EXTRACTED DATA:
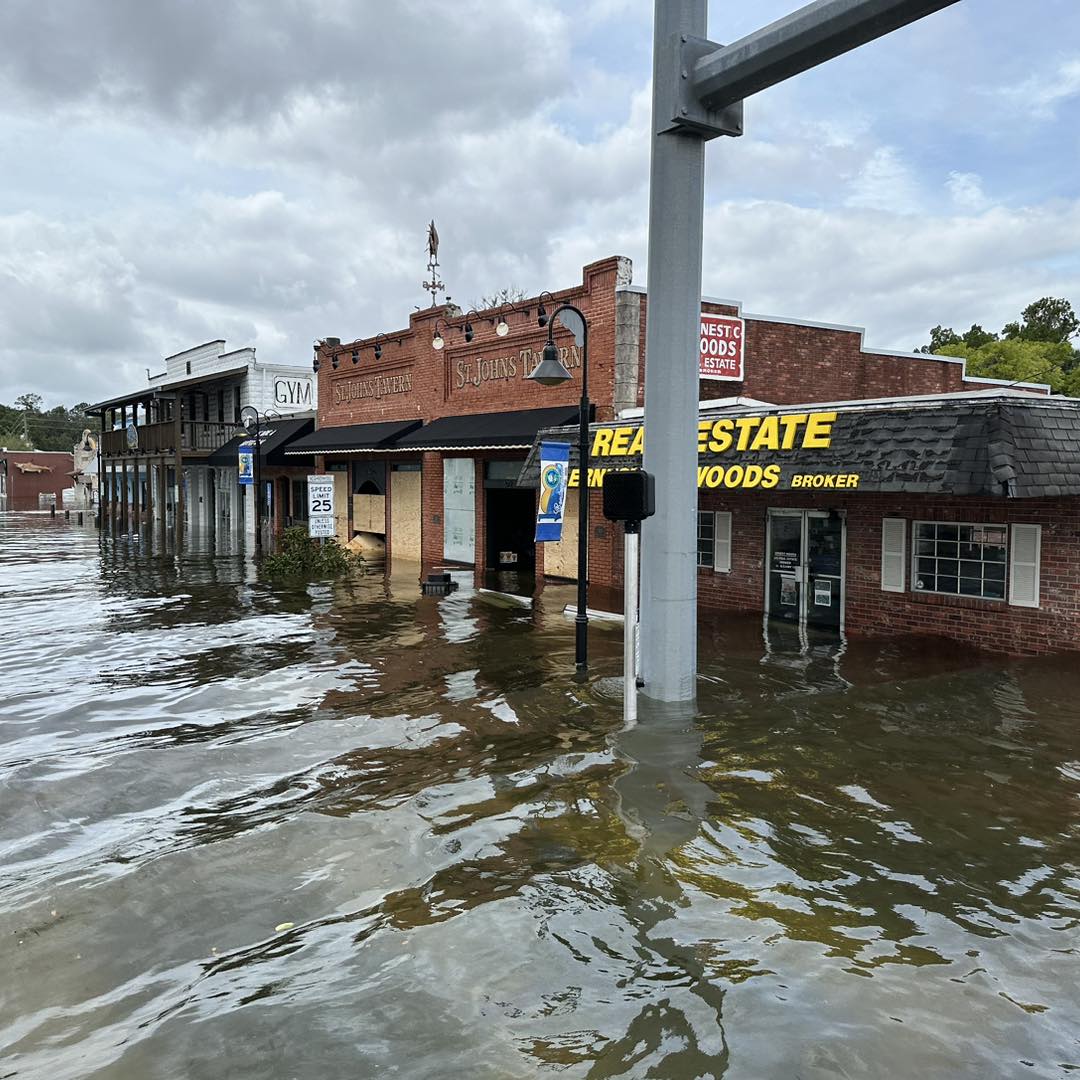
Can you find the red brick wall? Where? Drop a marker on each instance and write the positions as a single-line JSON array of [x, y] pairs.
[[23, 488], [414, 381], [990, 624]]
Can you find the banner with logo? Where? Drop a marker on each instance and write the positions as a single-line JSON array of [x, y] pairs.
[[245, 462], [554, 471]]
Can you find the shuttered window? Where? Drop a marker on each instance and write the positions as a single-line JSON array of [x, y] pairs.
[[959, 558], [721, 542], [1024, 566], [893, 557]]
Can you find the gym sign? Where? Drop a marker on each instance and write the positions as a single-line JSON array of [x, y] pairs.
[[731, 435]]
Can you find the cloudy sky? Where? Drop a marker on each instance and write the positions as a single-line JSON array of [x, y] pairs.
[[262, 171]]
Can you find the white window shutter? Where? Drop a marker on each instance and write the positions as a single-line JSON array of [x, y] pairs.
[[1024, 565], [721, 541], [893, 554]]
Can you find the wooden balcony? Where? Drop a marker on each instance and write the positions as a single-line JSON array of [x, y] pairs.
[[198, 439]]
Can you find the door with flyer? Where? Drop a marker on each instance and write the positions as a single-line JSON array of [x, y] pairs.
[[805, 567]]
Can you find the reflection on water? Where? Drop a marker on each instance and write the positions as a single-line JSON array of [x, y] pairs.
[[345, 831]]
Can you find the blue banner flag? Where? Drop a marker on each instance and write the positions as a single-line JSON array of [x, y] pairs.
[[245, 462], [554, 472]]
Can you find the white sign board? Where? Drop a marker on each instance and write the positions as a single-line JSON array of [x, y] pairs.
[[320, 496], [294, 393], [322, 526], [321, 505]]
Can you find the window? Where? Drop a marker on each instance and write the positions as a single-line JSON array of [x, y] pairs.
[[705, 536], [959, 559]]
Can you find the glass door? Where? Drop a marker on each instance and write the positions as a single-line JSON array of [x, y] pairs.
[[785, 565], [805, 567]]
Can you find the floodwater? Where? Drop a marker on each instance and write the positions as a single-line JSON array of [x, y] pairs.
[[343, 831]]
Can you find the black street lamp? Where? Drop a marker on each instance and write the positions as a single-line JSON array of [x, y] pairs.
[[253, 424], [551, 373]]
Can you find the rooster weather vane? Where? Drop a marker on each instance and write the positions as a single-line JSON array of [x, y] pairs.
[[435, 285]]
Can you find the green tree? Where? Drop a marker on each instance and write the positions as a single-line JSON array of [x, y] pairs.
[[1016, 360], [977, 337], [1050, 319]]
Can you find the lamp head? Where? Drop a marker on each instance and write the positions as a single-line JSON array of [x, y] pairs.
[[551, 370]]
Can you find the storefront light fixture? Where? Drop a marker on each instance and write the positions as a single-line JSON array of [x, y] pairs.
[[437, 341], [550, 372]]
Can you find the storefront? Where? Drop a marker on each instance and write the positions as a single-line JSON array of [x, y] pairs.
[[426, 430], [952, 514], [283, 478]]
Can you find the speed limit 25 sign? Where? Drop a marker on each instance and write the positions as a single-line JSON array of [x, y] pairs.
[[320, 497]]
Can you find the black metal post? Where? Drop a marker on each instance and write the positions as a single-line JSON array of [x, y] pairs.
[[581, 620], [258, 483]]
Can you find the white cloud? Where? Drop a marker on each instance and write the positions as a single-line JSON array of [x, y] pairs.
[[885, 183], [966, 190], [265, 174], [1041, 93]]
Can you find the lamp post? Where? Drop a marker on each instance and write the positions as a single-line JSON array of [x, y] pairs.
[[551, 373], [253, 424]]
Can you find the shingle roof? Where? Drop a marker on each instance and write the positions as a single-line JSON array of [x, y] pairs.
[[1009, 447]]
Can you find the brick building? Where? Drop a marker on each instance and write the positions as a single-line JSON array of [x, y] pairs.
[[30, 480], [427, 431]]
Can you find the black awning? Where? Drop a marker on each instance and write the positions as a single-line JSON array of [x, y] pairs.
[[1006, 445], [355, 436], [510, 431], [275, 435]]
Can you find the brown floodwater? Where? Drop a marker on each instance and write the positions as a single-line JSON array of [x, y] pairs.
[[340, 829]]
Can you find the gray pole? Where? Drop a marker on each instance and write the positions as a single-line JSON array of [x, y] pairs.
[[676, 211]]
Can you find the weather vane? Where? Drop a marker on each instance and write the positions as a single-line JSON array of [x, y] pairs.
[[434, 286]]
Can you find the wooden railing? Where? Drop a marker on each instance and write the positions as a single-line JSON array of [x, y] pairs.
[[196, 435]]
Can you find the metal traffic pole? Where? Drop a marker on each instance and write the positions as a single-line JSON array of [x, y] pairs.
[[698, 91], [631, 538]]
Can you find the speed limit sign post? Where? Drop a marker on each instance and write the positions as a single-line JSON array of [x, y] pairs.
[[321, 505]]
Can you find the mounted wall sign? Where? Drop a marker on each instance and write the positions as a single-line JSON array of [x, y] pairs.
[[720, 355], [292, 391]]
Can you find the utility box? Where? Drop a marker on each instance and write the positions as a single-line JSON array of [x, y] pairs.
[[629, 496]]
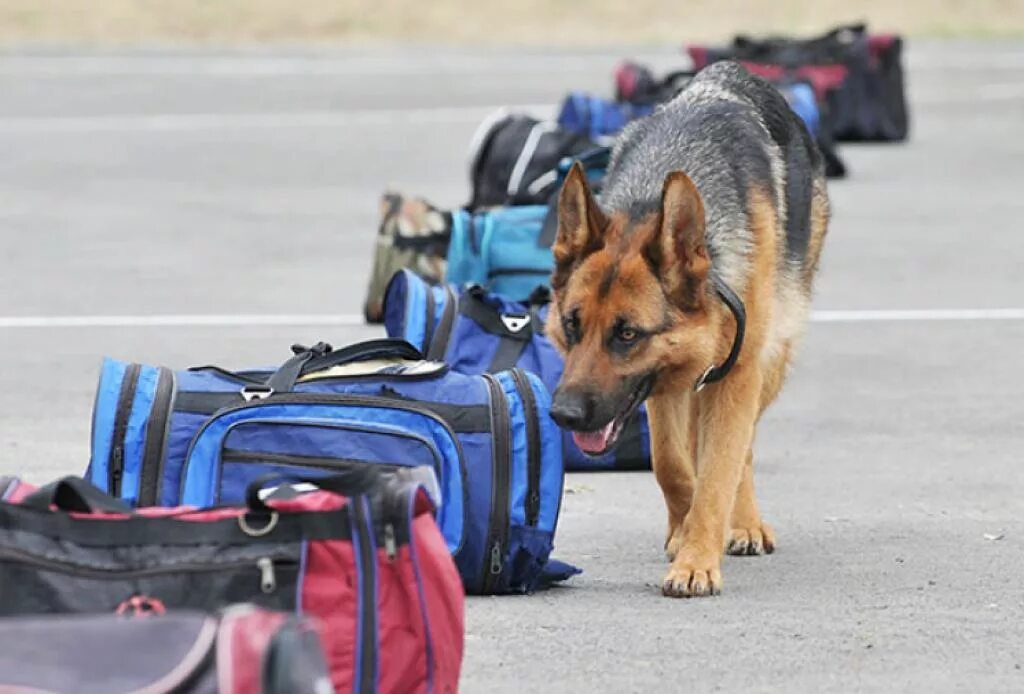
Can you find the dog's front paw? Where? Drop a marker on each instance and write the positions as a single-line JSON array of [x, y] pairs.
[[757, 539], [693, 574], [674, 541]]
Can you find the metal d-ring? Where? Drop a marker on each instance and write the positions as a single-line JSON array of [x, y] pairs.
[[258, 532]]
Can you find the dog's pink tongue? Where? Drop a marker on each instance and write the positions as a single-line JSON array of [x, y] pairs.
[[593, 441]]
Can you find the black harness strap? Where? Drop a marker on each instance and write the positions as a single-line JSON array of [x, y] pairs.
[[735, 304]]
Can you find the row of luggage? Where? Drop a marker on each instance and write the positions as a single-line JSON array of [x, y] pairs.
[[348, 587], [846, 85]]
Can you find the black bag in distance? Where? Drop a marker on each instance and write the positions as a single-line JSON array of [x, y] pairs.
[[867, 103], [510, 154]]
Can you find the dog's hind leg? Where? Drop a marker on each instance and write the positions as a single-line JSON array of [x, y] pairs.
[[728, 414], [673, 435], [750, 534]]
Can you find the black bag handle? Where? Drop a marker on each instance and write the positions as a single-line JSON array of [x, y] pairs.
[[76, 495], [351, 482], [322, 355]]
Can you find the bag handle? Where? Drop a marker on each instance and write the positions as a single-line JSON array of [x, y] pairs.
[[350, 482], [74, 494], [322, 355]]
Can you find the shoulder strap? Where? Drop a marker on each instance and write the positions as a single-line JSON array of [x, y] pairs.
[[74, 494]]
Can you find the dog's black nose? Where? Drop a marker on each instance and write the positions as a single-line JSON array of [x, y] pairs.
[[571, 409]]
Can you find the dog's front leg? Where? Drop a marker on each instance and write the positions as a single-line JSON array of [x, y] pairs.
[[673, 442], [728, 414]]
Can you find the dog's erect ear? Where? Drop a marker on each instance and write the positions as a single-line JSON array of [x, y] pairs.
[[677, 248], [581, 225]]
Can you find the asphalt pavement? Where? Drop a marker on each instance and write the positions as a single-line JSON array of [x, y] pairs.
[[178, 185]]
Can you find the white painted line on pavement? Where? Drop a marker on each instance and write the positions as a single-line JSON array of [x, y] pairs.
[[919, 314], [185, 320], [412, 63], [1009, 91], [256, 66], [351, 319], [326, 119]]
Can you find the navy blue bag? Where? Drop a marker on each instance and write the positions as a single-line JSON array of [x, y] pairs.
[[200, 437], [476, 332]]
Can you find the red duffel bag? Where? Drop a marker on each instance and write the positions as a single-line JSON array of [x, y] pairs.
[[360, 554]]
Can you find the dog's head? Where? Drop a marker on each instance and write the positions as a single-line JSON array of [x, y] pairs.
[[630, 311]]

STATED GOAL: Print all of the rows above word for word, leaving out the pictures.

RESULT:
Can you find the red brick wall? Where? Drop a marker on each instance and write the positions as a single-line JSON array of [x, y] pairs.
[[23, 488], [414, 381], [990, 624]]
Can you find the banner with logo? Where? Drop a marker on each instance and write the positions as a single-line JSON array of [x, y] pairs.
[[245, 462], [554, 471]]
Can you find the shuttered window? Where? Drop a marker on each instance and write the positions as a single-line JSON array of [x, y] pairs.
[[959, 558], [721, 542], [1024, 566], [893, 557]]
Can you find the gym sign? Where? Drop a marker on each instance and write the positions as a single-line JSON array of [x, y] pairs.
[[731, 435]]
Can you find the cloudy sky? Where? Drop a marker on each instance and write the positions as a single-line JSON array of [x, y] pairs.
[[262, 171]]
Can you find the white window shutter? Where? Drop a marker on each instance and write the positions as a single-line JSON array of [x, y] pairs.
[[1024, 565], [721, 541], [893, 554]]
Can you find the wooden balcony? Where? Drop a marker on each instance and write the positions as a single-line JSON array of [x, y] pairs.
[[198, 439]]
Can you find the door with flyer? Where? Drop a marker on each instance and write the positions as a single-line JSON array of [x, y] pairs.
[[805, 567]]
Can you find the reflection on water? Where? Drop a marker on each instance and write the positions as a single-line JSON array of [x, y] pairs.
[[345, 831]]
Can you find the blue banner flag? Where? Drop a marker on each instance and write the positions as a single-line JSON array of [x, y] pairs.
[[245, 462], [554, 472]]
Can you find the white sign board? Where? Drop a marker on each instance and write the positions as a single-line JSON array of [x, y] pairs.
[[320, 496], [294, 393], [322, 526], [321, 505]]
Can you find the window? Where? Drop a marker on each instance and write the positions as a single-line JSON array of [x, y] pairs.
[[705, 536], [959, 559]]
Can you find the glass door? Where? Drop a marker on each instance and write the positions as a single-line JSON array of [x, y] pairs.
[[785, 565], [805, 567]]
Can you find the floodwater? Where? Drop a marker on each instance and write the positions as a single-line JSON array of [x, y] pairs.
[[343, 831]]
Can you find the black street lamp? Where? Drop a marker on each instance and write the positions as a single-line JSON array of [x, y] pairs.
[[253, 424], [551, 373]]
Can you find the rooster weather vane? Where? Drop a marker on each instance and write the positions as a single-line JSON array of [x, y] pairs.
[[435, 285]]
Can you find the green tree? Where? Drop a marker on each instance and write the positions as a single-line JSON array of [x, y] pairs.
[[1016, 360], [977, 337], [1050, 319]]
Can you find the lamp head? Where? Drop a marker on each instance and write the positions as a single-line JSON array of [x, y] pairs.
[[551, 370]]
Can you find the storefront light fixture? Where? Drop a marker on each instance and write the positions as a single-line JSON array of [x, y] pairs.
[[437, 341], [550, 372]]
Can you find the storefront? Where? Drop a marker on each instance and write the positions as a single-line JSON array of [x, y] pairs.
[[426, 430], [952, 514], [283, 478]]
Can you find the speed limit 25 sign? Where? Drop a marker on each instance and write the positions as a single-line JSON array of [x, y] pairs.
[[320, 497]]
Can you find the black metal post? Where? Drop a marker on each instance and write the positions as a single-line JSON array of [x, y] pairs.
[[581, 620], [258, 483]]
Can you find the white cloud? Where? Drop a marker on each instance and write the positions as a single-line JSON array of [x, y] pairs.
[[885, 183], [966, 190], [265, 174], [1041, 93]]
Can you find the lamp post? Where? Drop a marker on each instance and write the positions as a single-line JSON array of [x, y] pairs.
[[551, 373], [253, 424]]
Can you find the shingle roof? Where? Drop a marker on each instance and write the positions as a single-line JSON array of [x, y] pairs.
[[1009, 447]]
Can you find the brick building? Where? Drop a marker on each instance and write the positions as a single-line JSON array of [x, y] pairs.
[[30, 480], [427, 431]]
Can you find the black awning? Where? Drop a marker on each instance and write the positions as a single-line JSON array of [x, y] pairs.
[[1006, 445], [355, 436], [510, 431], [275, 435]]
Can you find the brown floodwater? Where? Drop a marker on each instance and write the positions as a single-line JSON array of [x, y] pairs.
[[340, 829]]
Can you find the gray pole? Where? Drop a marker on each instance and write the positions as a single-line JSON array of [x, y] pairs.
[[676, 211]]
Can you find the weather vane? Where? Drop a marker on each instance and write the positions as a single-line JSON array of [x, y] pairs.
[[434, 286]]
Can you find the wooden railing? Where? Drop a marker on each instance and write the positions as a single-line JSON array of [x, y] pairs.
[[196, 435]]
Can you find the metal traffic pole? Where? Drop a marker on each instance and write the positions as a single-line JSON array of [x, y] pairs.
[[698, 91], [631, 538]]
Can you find the speed limit sign post? Where? Drop a marker on each instance and write the positions as a single-line JSON array of [x, y] pairs.
[[321, 505]]
Can you find the mounted wall sign? Where? Drop a marker on each instance and write the positions as a single-line JSON array of [x, y] pairs.
[[720, 355], [292, 391]]
Can you find the utility box? Where? Drop a marker on each instance and write the positions as a single-line JSON array of [x, y] pairs.
[[629, 496]]
Can you find the dog's front paw? Where? Drop a marker on each instance and write the positions as a single-line JSON array of [x, y] pairs.
[[757, 539], [693, 574], [674, 541]]
Can you find the metal d-ring? Where? Drop a marker on each instance and write the positions as a single-line JSON array of [x, y] pairs.
[[258, 532]]
Can you find the dog's pink tongue? Where? Drop a marker on each instance and write the positions as a single-line JSON array of [x, y] pairs.
[[593, 441]]
Can you find the black harness strap? Where? Drop a marker on each instance and write the positions as a single-line JSON array of [x, y] pairs.
[[735, 304]]
Can you find the row of luggage? Where? Drop a marker on each instance and write the positions as a single-line JSON array of [x, y] pairs.
[[348, 587], [846, 85]]
Can you find the black bag in distance? Where? Drop a marker on each instance and write the positions as a single-line JSON array of [x, y] pairs.
[[867, 103], [510, 154]]
Can you find the dog's hind leg? Where? Drop a marker on each instance and write the positions as a single-line JSON array of [x, y] pairs.
[[728, 414], [673, 435], [750, 534]]
Can you find the black bag handle? Where? Drop a marker on each instance and write the positions as a single-line JSON array of [x, y] pairs.
[[76, 495], [351, 482], [322, 355]]
Can you find the bag handle? Where? Drop a marker on each instance and write the positions as a single-line JSON array of [x, y] pairs.
[[350, 482], [74, 494], [322, 355]]
Can you find the shoulder strap? Where? Drop a marker on each instance and write the positions as a single-line JSON array of [x, y] pairs.
[[74, 494]]
Can you find the dog's black nose? Where? Drop a marker on each instance and write the positions as a single-line JSON array of [x, y] pairs.
[[571, 409]]
Can you find the dog's front leg? Where? Drop a marker on each instance and write the positions as a single-line JSON array of [x, y] pairs.
[[673, 442], [728, 414]]
Can you find the dog's erect ear? Where? Drop a marker on each instance and write the positions as a single-line JSON array of [x, y] pairs.
[[677, 248], [581, 225]]
Can you find the asphalt pavement? Where? Drop a marker on each instance and write the positions as a single-line JSON array of [x, y] pairs.
[[178, 185]]
Can you find the white painted line on pavement? Where? Drop a marker on each instance and write the positions as a single-line JSON array of [x, y] pairs.
[[919, 314], [185, 320], [412, 63], [1009, 91], [256, 66], [351, 319], [326, 119]]
Can you find the navy blue bag? Where? Drop a marker on each instance and write the positions as a single-line JSON array of [x, y] pairs.
[[200, 437], [476, 332]]
Can you find the red duffel bag? Where? Drop a marker on each instance and write the positions as a single-line JSON array of [x, y] pairs.
[[360, 554]]
Can you find the dog's head? Where? Drop a marker on each instance and write the positions as a single-line JSON array of [x, y] pairs.
[[630, 311]]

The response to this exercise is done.